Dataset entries
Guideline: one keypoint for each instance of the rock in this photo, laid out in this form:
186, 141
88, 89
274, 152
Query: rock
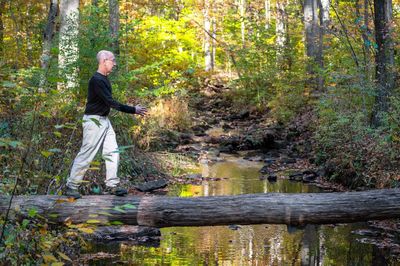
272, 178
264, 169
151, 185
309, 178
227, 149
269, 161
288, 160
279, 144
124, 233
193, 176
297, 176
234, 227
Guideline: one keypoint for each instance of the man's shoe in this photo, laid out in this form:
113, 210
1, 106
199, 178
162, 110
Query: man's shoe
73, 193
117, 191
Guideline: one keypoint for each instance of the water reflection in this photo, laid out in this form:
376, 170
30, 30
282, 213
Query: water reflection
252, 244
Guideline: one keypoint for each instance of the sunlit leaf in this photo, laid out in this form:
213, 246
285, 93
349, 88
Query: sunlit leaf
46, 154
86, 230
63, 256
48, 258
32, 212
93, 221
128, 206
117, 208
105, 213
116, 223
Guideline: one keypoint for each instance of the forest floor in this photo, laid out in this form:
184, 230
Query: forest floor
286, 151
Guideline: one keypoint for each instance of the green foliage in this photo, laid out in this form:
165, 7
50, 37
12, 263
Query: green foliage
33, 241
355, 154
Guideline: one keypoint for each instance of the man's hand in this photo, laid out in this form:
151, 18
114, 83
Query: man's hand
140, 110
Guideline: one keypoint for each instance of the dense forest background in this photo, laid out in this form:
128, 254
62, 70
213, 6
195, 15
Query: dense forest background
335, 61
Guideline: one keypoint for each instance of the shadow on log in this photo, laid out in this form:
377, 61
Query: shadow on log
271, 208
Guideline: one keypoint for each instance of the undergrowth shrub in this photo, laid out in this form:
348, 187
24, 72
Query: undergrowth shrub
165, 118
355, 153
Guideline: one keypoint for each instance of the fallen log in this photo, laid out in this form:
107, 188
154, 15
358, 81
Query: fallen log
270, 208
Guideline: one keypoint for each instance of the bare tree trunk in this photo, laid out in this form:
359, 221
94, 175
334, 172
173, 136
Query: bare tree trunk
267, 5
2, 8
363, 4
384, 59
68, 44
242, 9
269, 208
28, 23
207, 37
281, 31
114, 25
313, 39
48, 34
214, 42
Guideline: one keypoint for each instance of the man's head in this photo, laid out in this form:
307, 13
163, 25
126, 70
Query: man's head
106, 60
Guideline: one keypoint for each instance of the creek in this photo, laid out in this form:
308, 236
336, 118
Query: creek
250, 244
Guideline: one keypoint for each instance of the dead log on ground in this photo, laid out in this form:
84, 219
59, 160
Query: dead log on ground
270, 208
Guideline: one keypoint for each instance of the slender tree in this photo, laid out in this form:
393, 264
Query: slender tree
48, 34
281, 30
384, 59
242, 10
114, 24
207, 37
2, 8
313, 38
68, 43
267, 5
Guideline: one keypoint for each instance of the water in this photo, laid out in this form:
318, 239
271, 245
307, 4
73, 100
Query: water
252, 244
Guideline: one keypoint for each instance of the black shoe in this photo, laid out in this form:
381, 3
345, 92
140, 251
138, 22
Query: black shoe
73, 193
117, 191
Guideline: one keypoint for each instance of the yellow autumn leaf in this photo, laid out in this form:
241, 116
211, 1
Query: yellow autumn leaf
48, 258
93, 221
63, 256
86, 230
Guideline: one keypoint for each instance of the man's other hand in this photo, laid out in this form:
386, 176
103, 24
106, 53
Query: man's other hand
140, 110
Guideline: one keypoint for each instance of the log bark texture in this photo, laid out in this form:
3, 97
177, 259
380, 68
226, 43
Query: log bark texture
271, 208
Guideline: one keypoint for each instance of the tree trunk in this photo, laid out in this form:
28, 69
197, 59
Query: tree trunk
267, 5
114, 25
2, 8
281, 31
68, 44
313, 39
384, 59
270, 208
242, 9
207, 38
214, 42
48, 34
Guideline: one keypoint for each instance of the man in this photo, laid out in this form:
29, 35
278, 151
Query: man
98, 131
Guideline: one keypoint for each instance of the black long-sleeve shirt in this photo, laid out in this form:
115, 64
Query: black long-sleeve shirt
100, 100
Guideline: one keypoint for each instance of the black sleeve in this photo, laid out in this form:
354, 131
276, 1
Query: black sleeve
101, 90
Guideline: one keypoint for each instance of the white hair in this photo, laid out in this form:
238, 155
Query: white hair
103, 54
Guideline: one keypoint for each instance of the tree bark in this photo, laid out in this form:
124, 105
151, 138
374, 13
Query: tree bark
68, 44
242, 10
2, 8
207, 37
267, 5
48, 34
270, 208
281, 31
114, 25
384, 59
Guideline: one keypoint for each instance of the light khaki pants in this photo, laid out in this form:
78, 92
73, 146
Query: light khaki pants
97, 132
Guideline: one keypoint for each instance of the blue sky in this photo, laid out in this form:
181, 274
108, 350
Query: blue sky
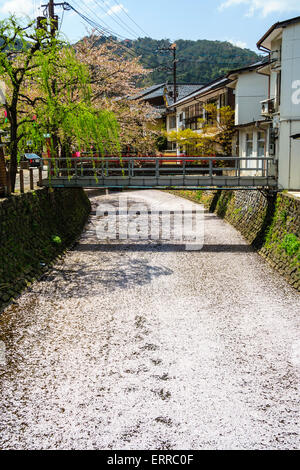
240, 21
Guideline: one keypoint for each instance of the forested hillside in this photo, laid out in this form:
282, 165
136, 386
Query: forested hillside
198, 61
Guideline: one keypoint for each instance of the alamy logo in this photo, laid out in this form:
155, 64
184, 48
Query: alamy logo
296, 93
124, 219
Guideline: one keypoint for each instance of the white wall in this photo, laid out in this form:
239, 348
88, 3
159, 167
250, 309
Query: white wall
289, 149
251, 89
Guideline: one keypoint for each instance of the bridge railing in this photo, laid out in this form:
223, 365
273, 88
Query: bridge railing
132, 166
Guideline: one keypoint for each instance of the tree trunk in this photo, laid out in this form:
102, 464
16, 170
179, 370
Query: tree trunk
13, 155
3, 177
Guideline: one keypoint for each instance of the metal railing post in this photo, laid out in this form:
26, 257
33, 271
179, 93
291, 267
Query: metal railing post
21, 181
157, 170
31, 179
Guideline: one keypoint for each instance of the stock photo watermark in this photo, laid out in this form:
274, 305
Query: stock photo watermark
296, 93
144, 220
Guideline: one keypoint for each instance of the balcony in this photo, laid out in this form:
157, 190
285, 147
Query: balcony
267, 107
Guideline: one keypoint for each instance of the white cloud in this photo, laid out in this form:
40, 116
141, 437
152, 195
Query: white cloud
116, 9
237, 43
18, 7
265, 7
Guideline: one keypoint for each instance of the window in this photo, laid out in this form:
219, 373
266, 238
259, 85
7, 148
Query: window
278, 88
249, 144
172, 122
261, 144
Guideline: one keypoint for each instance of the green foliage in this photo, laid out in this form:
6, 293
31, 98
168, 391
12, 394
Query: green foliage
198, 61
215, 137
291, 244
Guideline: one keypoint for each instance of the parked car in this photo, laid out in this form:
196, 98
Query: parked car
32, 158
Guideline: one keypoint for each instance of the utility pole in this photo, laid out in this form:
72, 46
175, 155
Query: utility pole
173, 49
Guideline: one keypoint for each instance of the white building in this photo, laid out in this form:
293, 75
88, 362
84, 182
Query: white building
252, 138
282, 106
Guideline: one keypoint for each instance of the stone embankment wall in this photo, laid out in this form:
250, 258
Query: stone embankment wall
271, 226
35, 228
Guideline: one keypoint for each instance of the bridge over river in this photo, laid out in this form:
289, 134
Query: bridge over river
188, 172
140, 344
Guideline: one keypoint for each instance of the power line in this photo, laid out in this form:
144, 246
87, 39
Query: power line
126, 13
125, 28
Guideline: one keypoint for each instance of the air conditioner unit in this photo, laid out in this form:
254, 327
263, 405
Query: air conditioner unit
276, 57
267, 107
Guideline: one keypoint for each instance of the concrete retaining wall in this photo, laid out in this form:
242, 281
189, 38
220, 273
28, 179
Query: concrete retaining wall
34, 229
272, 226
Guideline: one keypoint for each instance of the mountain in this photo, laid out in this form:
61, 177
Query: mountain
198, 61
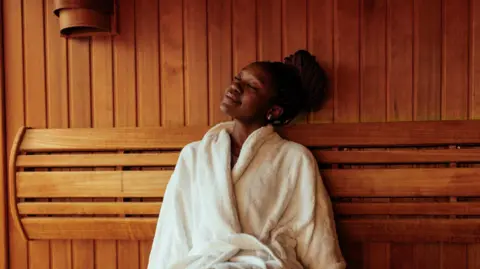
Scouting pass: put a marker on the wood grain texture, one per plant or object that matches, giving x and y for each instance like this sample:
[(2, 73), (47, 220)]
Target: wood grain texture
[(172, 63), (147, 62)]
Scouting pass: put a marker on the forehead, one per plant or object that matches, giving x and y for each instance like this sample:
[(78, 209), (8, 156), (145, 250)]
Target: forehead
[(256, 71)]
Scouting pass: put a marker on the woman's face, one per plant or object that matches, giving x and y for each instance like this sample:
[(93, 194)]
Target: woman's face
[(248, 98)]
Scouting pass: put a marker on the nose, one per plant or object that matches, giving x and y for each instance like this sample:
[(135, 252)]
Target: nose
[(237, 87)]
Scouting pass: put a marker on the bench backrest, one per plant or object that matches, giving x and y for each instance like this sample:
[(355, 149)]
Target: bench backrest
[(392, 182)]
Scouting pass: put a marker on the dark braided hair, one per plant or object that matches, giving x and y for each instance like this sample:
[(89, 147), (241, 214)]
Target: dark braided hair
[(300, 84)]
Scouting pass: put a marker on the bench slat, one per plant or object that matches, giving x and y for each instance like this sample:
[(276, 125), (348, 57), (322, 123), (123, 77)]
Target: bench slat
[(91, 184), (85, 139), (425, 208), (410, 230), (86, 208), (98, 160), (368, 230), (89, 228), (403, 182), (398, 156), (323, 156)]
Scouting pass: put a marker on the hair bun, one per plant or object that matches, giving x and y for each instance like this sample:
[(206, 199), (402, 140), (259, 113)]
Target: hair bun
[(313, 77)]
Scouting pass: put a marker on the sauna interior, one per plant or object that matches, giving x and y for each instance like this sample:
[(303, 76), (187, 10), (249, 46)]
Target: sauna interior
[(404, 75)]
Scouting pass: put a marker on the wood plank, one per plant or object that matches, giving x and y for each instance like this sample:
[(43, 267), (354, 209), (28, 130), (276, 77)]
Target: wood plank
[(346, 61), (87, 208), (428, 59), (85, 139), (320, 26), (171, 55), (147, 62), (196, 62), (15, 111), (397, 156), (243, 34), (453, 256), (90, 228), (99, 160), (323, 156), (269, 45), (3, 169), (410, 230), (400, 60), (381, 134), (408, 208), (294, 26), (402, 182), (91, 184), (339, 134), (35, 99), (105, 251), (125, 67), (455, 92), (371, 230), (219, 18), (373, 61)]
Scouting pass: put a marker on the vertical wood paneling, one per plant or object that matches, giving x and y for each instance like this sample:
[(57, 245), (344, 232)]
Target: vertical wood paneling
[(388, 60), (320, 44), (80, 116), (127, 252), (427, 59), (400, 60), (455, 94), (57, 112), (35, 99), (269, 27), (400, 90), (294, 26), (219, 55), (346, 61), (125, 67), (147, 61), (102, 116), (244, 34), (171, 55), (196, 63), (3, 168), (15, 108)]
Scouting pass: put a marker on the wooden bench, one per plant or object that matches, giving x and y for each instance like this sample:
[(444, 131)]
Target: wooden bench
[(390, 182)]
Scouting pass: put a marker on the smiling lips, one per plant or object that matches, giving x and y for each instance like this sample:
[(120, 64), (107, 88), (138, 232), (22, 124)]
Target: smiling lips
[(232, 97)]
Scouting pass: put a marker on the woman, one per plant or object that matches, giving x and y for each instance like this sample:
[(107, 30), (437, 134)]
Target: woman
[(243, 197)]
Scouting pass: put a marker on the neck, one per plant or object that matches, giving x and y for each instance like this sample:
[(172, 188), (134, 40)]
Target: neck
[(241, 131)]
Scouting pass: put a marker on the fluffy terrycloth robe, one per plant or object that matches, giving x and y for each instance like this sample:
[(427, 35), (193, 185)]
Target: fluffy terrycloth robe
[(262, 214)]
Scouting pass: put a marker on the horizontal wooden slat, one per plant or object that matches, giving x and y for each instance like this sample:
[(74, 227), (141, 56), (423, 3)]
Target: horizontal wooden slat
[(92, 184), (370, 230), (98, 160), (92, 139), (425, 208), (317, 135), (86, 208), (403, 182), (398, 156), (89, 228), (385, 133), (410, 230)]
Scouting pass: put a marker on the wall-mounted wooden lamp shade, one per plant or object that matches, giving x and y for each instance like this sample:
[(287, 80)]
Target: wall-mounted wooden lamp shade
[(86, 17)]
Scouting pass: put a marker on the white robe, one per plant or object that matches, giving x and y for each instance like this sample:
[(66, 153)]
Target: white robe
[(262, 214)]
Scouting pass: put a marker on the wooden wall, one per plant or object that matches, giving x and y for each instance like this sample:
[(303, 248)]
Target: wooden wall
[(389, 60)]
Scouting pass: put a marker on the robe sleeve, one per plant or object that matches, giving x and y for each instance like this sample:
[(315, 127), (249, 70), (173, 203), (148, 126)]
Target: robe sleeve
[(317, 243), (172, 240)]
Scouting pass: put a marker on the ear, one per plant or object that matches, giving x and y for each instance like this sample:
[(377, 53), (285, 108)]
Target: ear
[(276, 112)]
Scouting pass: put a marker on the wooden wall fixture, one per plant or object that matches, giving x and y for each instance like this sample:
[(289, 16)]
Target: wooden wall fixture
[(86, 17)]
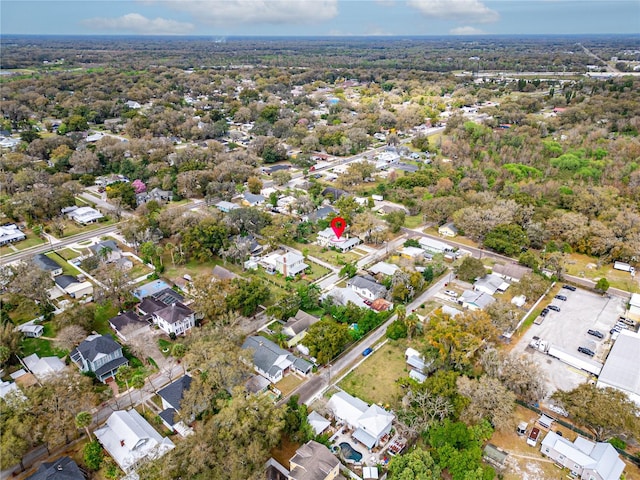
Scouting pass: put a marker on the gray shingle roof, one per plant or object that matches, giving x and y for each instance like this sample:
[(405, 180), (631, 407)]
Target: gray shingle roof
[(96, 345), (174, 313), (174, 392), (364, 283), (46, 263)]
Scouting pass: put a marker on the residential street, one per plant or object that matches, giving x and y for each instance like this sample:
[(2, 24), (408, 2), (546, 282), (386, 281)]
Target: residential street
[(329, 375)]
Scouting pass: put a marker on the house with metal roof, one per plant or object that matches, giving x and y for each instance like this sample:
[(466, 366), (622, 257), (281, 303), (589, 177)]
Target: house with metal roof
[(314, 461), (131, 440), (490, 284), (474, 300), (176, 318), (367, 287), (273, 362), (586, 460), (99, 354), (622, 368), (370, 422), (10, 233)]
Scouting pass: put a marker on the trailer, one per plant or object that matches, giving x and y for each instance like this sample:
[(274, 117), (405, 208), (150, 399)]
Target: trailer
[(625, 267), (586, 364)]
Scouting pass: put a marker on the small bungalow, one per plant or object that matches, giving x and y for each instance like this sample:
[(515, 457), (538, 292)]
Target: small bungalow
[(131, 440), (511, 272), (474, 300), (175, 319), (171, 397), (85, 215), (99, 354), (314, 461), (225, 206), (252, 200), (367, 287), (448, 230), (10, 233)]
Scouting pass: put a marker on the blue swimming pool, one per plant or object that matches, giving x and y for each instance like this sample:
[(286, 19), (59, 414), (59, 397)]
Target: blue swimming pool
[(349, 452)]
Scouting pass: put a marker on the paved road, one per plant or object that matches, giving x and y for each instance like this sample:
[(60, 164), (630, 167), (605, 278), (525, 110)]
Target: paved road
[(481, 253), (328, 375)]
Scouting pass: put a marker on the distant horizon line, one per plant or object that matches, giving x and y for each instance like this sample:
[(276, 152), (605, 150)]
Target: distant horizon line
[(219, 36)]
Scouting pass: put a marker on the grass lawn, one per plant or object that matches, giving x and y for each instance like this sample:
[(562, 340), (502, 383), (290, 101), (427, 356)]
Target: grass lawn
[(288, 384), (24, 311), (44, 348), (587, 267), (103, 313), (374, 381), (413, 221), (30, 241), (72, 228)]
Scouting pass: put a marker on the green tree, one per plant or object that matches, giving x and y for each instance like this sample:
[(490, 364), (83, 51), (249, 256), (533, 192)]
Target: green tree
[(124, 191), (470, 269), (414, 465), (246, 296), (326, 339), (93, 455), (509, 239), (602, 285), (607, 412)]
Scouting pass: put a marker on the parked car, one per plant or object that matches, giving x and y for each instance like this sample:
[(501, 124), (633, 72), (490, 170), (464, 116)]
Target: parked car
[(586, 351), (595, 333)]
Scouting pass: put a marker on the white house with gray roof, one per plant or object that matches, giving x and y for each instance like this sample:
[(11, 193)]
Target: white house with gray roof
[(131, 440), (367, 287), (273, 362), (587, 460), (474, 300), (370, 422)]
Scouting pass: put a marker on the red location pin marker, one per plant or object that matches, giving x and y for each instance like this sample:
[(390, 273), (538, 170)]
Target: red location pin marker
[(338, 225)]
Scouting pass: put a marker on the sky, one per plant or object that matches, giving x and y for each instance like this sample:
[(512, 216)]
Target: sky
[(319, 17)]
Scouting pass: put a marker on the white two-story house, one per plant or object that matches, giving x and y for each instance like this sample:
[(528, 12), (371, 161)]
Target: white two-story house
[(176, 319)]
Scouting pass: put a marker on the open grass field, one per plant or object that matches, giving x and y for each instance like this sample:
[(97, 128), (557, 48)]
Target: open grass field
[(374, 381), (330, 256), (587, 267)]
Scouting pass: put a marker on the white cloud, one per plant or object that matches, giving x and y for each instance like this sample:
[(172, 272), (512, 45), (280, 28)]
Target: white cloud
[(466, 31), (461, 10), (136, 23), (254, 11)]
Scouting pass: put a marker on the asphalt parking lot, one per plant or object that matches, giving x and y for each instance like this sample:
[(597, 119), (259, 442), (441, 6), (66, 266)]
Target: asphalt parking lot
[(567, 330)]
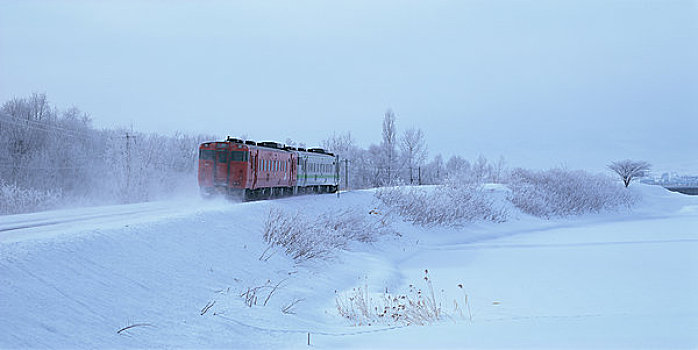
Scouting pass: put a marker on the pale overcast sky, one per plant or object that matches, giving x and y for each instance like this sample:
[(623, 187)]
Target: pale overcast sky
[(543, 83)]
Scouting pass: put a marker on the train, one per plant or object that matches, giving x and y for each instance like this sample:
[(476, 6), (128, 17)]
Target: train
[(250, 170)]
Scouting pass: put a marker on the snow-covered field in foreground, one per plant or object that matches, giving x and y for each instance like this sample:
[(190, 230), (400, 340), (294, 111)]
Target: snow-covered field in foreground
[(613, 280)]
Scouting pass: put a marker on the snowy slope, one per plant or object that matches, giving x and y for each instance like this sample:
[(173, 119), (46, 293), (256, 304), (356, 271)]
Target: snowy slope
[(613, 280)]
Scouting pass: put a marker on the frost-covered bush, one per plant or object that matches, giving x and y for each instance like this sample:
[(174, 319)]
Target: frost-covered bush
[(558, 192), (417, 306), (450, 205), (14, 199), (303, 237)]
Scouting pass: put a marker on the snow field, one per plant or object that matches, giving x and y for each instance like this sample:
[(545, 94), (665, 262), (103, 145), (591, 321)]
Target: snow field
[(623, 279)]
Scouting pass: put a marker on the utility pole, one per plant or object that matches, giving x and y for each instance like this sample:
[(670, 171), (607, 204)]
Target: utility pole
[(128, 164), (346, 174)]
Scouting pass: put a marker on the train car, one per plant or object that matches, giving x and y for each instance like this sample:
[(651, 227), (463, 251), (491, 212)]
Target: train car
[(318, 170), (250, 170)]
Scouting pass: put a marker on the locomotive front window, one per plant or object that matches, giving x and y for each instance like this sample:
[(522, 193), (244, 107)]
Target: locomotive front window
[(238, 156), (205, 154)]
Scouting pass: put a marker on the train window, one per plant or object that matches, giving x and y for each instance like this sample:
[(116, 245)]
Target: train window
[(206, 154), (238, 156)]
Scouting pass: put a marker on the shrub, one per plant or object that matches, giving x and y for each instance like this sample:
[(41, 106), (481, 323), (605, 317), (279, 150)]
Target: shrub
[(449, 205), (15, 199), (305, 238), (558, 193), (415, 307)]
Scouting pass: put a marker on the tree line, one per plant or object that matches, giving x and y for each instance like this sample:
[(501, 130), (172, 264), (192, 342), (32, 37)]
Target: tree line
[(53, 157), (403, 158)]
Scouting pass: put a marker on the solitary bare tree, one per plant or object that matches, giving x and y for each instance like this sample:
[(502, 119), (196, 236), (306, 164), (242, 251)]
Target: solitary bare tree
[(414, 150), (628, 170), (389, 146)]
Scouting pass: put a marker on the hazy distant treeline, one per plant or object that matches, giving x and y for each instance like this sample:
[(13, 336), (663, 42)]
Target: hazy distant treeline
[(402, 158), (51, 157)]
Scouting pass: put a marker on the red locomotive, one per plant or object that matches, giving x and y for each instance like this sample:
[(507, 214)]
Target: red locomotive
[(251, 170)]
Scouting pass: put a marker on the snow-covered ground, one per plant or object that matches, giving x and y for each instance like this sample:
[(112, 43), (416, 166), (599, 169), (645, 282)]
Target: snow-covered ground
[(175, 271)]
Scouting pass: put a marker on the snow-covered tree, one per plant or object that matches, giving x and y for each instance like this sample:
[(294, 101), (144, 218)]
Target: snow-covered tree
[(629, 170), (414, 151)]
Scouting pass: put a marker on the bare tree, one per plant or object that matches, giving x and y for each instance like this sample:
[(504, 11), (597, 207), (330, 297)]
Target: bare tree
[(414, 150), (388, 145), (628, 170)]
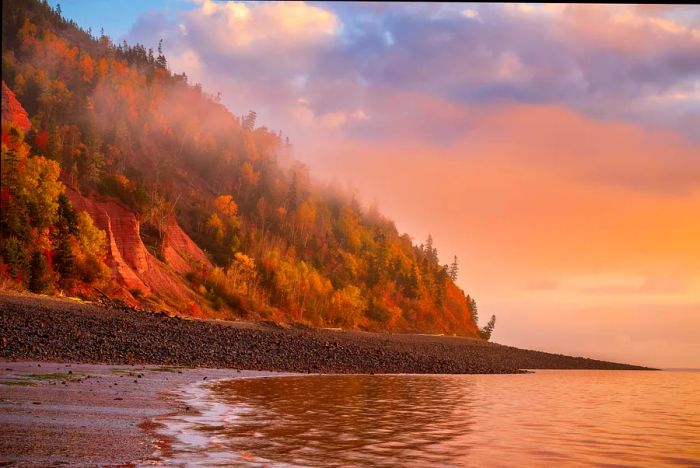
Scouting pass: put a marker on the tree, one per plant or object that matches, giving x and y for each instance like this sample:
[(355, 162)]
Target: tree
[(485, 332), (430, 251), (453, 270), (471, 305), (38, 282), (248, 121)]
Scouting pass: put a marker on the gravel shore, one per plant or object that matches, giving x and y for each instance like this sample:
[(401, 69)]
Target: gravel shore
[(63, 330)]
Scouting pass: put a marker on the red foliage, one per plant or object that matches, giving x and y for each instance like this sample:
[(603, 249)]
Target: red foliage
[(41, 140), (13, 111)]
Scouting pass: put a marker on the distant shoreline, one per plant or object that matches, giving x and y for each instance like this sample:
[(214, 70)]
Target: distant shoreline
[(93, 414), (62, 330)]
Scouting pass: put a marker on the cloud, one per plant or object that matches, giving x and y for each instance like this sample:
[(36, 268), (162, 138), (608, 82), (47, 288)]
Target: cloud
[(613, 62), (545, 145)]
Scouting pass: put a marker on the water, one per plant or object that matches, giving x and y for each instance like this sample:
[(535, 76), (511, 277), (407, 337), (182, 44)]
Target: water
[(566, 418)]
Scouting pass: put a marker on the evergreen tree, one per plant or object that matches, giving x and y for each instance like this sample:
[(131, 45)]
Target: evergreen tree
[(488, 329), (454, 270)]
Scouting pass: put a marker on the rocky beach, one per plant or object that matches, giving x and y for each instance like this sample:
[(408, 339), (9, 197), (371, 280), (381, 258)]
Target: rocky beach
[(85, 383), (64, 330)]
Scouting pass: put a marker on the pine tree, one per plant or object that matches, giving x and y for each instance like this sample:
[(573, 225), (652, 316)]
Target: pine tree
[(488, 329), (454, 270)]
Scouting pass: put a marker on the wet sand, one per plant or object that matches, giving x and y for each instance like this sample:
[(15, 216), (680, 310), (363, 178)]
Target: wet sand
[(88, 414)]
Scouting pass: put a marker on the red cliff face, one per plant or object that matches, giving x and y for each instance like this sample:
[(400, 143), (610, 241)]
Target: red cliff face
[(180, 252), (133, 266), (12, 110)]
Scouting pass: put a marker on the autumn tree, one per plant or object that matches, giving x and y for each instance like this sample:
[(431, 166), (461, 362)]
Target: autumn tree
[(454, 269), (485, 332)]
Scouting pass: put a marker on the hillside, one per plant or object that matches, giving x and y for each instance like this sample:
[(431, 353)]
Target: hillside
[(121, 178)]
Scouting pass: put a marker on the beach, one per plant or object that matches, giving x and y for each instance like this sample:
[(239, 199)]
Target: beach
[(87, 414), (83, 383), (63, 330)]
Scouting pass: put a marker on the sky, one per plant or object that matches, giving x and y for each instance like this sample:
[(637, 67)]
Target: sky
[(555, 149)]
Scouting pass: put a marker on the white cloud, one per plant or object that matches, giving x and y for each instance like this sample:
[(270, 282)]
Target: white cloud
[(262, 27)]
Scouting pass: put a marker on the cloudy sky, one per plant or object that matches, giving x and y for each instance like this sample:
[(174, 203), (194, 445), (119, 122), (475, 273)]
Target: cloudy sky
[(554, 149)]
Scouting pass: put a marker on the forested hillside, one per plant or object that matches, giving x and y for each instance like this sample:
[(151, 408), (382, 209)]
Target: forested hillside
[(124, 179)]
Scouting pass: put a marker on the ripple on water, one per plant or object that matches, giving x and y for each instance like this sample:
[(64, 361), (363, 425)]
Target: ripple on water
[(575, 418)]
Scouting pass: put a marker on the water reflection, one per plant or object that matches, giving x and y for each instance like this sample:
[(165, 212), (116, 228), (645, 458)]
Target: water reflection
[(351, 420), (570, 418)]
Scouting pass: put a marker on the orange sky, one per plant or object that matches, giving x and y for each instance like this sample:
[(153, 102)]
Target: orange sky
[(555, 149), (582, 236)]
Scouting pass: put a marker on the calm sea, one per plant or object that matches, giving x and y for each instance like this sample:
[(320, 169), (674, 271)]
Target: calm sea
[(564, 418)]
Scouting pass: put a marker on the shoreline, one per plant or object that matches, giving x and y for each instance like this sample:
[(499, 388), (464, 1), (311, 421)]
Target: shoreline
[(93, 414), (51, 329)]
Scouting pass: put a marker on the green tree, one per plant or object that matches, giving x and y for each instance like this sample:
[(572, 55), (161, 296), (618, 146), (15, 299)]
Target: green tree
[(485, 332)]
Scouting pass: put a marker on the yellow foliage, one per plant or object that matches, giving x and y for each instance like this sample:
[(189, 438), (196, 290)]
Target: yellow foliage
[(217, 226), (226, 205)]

▶ **Exercise directions**:
Your reply is to repeat, unchanged, the lines above running from the one with "[(401, 69)]" up to and including the one with "[(400, 143), (610, 241)]".

▶ **Written answer**:
[(401, 69)]
Target: gravel shore
[(63, 330)]
Scouting pass: put a marker on the red foliage, one per plant or object that matches, giving x and y for each instance like this sample:
[(603, 249)]
Target: red foliage
[(41, 140), (13, 111)]
Scouting pass: put a marker on the distant shoreline, one per plant or object that matches, giving x and y for each instance like this sample:
[(214, 70)]
Target: distant shoreline
[(93, 414), (62, 330)]
Scouting pass: put a marker on the cloud, one per plant or object that matches, giving x and y for each instance like this sample:
[(36, 268), (162, 138), (608, 82), (47, 288)]
Target: cloud
[(613, 62), (545, 145)]
Scouting pass: put a marker on the water, one per plant or object that matches, giving x and y for each instance like this sample:
[(535, 76), (511, 277), (407, 337), (182, 44)]
Target: water
[(566, 418)]
Scouting pass: put a marker on the evergreen tree, one per plant or object that matches, giving x and y for each instance like this sample:
[(131, 45)]
Target: evergreen tree
[(488, 329), (454, 270)]
Scouting pass: put a marker on the rocky beach, one per plant or object that matches, giving x and y for each instance like this sample:
[(408, 339), (9, 197), (371, 280), (381, 258)]
Target: rocky beach
[(85, 383), (64, 330)]
Scouting pass: put a marker on the pine tree, one per plant or object that matches, giving x and y for each instance like this sample:
[(573, 225), (652, 316)]
Target: pine tree
[(488, 329), (454, 270)]
Scouting pass: put a marker on the wet sand, one per plant or object that matches, giving x and y for each instance like this sample:
[(15, 216), (680, 310), (363, 178)]
Target: wet sand
[(88, 414)]
Scouting pass: put a marker on the red cliff face, one per plant or object that matches, giving x and y for each instance like this sample:
[(400, 143), (610, 241)]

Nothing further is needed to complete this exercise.